*VOTRE TÂCHE*.
Pouvez-vous recopier mot pour mot le passage de l'extrait sur Maigret ci-dessous qui va de « UN PETIT MAIGRET » à « autres branches d’activités. » ?

*EXTRAIT DU DOCUMENT*.

'''

Mais Dandurand l’a suivie, demande à un petit voyou qui est là de lui dire que le commissaire Maigret l’attend, lui fait franchir une porte derrière laquelle Dandurand l’attend, l’étrangle et repart avec le sac. Inutile de dire que l’assassin ne l’emportera pas en paradis.

« Nieul-sur-Mer, hiver 1939-1940 ».

samedi, 29 août 2020

UN PETIT MAIGRET ...

... ÇA NE PEUT PAS FAIRE DE MAL.

Maigret se fâche.

Maigret est à la retraite, il fait son jardin dans la maison qu’il habite à Meung-sur-Loire avec son épouse. Arrive une vieille dame en deuil, visiblement riche (voiture avec chauffeur) et habituée à commander. Elle a pris Maigret pour le jardinier. Elle lui ordonne de s’intéresser à la mort de sa petite-fille Monita, apparemment suicidée par noyade, mais elle n'en croit rien. Maigret s’habille et suit docilement cette Bernadette Amorelle, de la maison Amorelle et Campois, énorme entreprise qui règne sur les sablières et gravières de la Seine et diverses autres branches d’activités.

'''

*DONNÉES FOURNIES*.
'''

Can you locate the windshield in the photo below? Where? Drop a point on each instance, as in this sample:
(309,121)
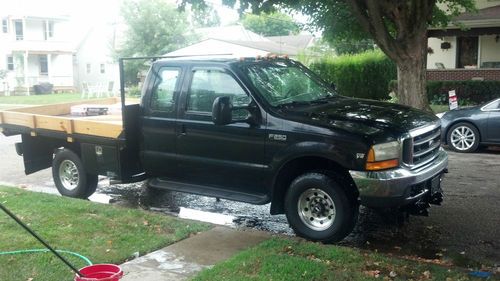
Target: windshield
(283,83)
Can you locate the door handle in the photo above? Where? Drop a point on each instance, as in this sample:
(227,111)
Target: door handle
(183,131)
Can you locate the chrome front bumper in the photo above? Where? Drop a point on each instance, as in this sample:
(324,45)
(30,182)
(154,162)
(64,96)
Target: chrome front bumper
(398,187)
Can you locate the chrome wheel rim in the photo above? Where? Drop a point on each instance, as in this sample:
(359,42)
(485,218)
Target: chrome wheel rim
(462,138)
(316,209)
(68,173)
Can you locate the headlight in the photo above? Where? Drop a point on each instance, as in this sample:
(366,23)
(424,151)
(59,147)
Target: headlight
(383,156)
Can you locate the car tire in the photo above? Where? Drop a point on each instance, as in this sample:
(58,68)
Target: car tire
(463,137)
(318,208)
(70,176)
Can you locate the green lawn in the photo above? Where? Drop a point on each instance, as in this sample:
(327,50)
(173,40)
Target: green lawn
(103,233)
(286,259)
(40,99)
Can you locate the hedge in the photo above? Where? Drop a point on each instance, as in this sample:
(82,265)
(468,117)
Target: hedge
(364,75)
(469,92)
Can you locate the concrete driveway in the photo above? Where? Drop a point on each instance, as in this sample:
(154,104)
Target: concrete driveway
(466,228)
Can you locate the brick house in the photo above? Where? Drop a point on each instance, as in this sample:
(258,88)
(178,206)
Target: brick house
(470,53)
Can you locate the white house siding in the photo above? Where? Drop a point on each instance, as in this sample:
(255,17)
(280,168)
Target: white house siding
(96,49)
(489,48)
(446,57)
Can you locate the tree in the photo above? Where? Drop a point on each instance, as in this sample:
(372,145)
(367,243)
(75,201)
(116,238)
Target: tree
(270,24)
(206,17)
(399,28)
(154,28)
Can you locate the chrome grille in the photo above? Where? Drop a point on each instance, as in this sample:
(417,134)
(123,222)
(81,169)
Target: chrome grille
(422,147)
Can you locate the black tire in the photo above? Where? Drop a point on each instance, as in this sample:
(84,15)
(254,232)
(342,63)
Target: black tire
(82,187)
(465,147)
(320,185)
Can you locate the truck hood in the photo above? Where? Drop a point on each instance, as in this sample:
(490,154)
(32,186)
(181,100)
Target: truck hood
(361,116)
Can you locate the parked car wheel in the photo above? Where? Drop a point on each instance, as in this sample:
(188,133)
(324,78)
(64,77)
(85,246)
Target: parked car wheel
(463,137)
(70,176)
(317,208)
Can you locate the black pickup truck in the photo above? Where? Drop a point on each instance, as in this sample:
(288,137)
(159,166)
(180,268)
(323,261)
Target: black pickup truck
(258,131)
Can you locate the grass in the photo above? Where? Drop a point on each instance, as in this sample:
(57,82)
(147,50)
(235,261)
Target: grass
(103,233)
(40,99)
(286,259)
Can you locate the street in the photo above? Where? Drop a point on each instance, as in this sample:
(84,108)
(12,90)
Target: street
(465,229)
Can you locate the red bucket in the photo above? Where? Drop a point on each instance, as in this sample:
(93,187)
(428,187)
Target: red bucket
(100,272)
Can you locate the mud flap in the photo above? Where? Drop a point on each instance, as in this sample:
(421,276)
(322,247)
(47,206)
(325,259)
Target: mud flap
(37,153)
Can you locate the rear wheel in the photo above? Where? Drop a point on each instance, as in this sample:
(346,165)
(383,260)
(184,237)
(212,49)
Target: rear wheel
(70,176)
(318,208)
(463,137)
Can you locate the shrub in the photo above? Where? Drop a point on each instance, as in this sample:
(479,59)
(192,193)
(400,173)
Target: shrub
(468,92)
(364,75)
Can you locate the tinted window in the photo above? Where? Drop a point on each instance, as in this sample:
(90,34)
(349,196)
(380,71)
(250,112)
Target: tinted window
(163,95)
(208,84)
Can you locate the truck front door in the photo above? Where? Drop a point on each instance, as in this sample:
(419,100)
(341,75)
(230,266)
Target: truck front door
(159,121)
(228,156)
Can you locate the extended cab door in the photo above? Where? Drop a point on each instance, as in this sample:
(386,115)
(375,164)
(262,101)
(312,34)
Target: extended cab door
(159,121)
(230,156)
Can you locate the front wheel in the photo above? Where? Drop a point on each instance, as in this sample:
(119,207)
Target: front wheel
(70,176)
(317,208)
(463,137)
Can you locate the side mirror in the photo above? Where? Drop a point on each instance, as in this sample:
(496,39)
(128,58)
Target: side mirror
(222,111)
(332,85)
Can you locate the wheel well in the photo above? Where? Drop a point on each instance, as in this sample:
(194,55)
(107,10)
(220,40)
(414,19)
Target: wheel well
(460,121)
(299,166)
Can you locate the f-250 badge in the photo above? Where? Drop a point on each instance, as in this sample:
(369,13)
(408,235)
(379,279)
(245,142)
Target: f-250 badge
(277,137)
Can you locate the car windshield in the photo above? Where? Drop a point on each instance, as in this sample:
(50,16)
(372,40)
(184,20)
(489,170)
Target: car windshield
(286,83)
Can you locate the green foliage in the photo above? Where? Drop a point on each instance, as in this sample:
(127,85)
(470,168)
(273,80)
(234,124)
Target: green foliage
(271,24)
(207,17)
(154,28)
(103,233)
(363,75)
(468,92)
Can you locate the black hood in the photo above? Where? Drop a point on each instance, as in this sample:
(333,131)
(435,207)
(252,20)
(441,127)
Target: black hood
(361,116)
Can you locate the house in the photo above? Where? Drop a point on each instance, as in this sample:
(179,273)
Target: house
(472,53)
(35,50)
(95,65)
(234,41)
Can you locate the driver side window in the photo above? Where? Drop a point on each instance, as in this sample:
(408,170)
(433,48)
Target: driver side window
(208,84)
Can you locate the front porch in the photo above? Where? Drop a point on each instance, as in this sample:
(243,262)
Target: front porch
(35,68)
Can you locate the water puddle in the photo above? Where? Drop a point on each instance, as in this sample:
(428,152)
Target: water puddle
(380,231)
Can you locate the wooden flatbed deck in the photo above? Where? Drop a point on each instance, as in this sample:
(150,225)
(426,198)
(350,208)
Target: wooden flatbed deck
(56,117)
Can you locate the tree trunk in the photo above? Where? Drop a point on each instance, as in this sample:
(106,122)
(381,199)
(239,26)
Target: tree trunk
(412,82)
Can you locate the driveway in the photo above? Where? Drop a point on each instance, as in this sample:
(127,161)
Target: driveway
(465,229)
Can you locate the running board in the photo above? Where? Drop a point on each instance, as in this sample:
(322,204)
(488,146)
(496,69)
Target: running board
(209,191)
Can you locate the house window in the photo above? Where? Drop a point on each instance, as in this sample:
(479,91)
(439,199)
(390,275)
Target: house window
(48,29)
(19,30)
(10,63)
(467,51)
(44,65)
(5,26)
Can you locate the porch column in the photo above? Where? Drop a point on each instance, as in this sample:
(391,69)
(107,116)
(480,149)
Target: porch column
(49,68)
(25,68)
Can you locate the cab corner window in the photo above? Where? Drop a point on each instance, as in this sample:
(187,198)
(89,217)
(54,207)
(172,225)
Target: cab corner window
(208,84)
(163,95)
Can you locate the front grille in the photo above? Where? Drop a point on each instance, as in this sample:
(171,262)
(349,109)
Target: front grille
(422,148)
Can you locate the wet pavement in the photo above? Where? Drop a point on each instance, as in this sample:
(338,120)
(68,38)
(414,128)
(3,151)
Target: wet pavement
(464,231)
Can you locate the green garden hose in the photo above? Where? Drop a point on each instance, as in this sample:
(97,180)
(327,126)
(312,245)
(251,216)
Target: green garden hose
(45,251)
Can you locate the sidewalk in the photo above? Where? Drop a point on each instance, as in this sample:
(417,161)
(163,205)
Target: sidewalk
(183,260)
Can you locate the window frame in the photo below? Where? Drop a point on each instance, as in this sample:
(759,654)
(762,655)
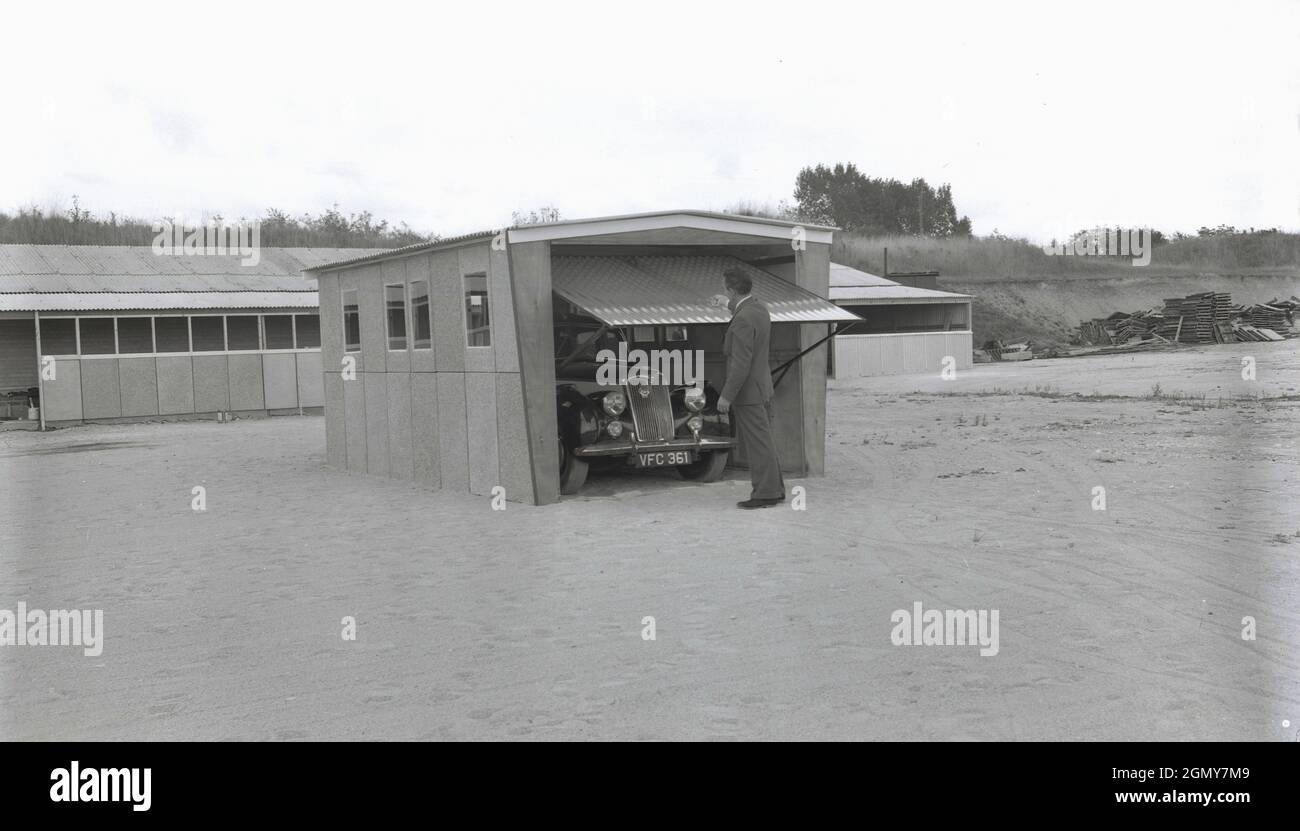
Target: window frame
(428,314)
(388,319)
(356,295)
(466,306)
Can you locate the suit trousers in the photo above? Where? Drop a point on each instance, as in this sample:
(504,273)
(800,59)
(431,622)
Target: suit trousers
(754,423)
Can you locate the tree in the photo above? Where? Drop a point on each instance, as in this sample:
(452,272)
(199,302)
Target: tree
(844,197)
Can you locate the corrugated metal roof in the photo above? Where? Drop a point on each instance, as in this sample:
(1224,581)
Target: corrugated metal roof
(126,284)
(113,301)
(649,290)
(26,260)
(373,256)
(849,276)
(892,294)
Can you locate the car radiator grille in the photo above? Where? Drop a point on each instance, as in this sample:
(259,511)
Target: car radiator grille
(650,415)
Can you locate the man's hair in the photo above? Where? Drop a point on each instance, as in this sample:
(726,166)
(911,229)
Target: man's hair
(737,280)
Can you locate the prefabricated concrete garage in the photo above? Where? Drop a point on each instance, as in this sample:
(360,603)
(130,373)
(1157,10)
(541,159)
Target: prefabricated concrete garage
(129,333)
(904,329)
(440,360)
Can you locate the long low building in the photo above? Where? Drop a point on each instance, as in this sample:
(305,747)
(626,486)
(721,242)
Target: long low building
(125,333)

'''

*RÉPONSE*.
UN PETIT MAIGRET ...

... ÇA NE PEUT PAS FAIRE DE MAL.

Maigret se fâche.

Maigret est à la retraite, il fait son jardin dans la maison qu’il habite à Meung-sur-Loire avec son épouse. Arrive une vieille dame en deuil, visiblement riche (voiture avec chauffeur) et habituée à commander. Elle a pris Maigret pour le jardinier. Elle lui ordonne de s’intéresser à la mort de sa petite-fille Monita, apparemment suicidée par noyade, mais elle n'en croit rien. Maigret s’habille et suit docilement cette Bernadette Amorelle, de la maison Amorelle et Campois, énorme entreprise qui règne sur les sablières et gravières de la Seine et diverses autres branches d’activités.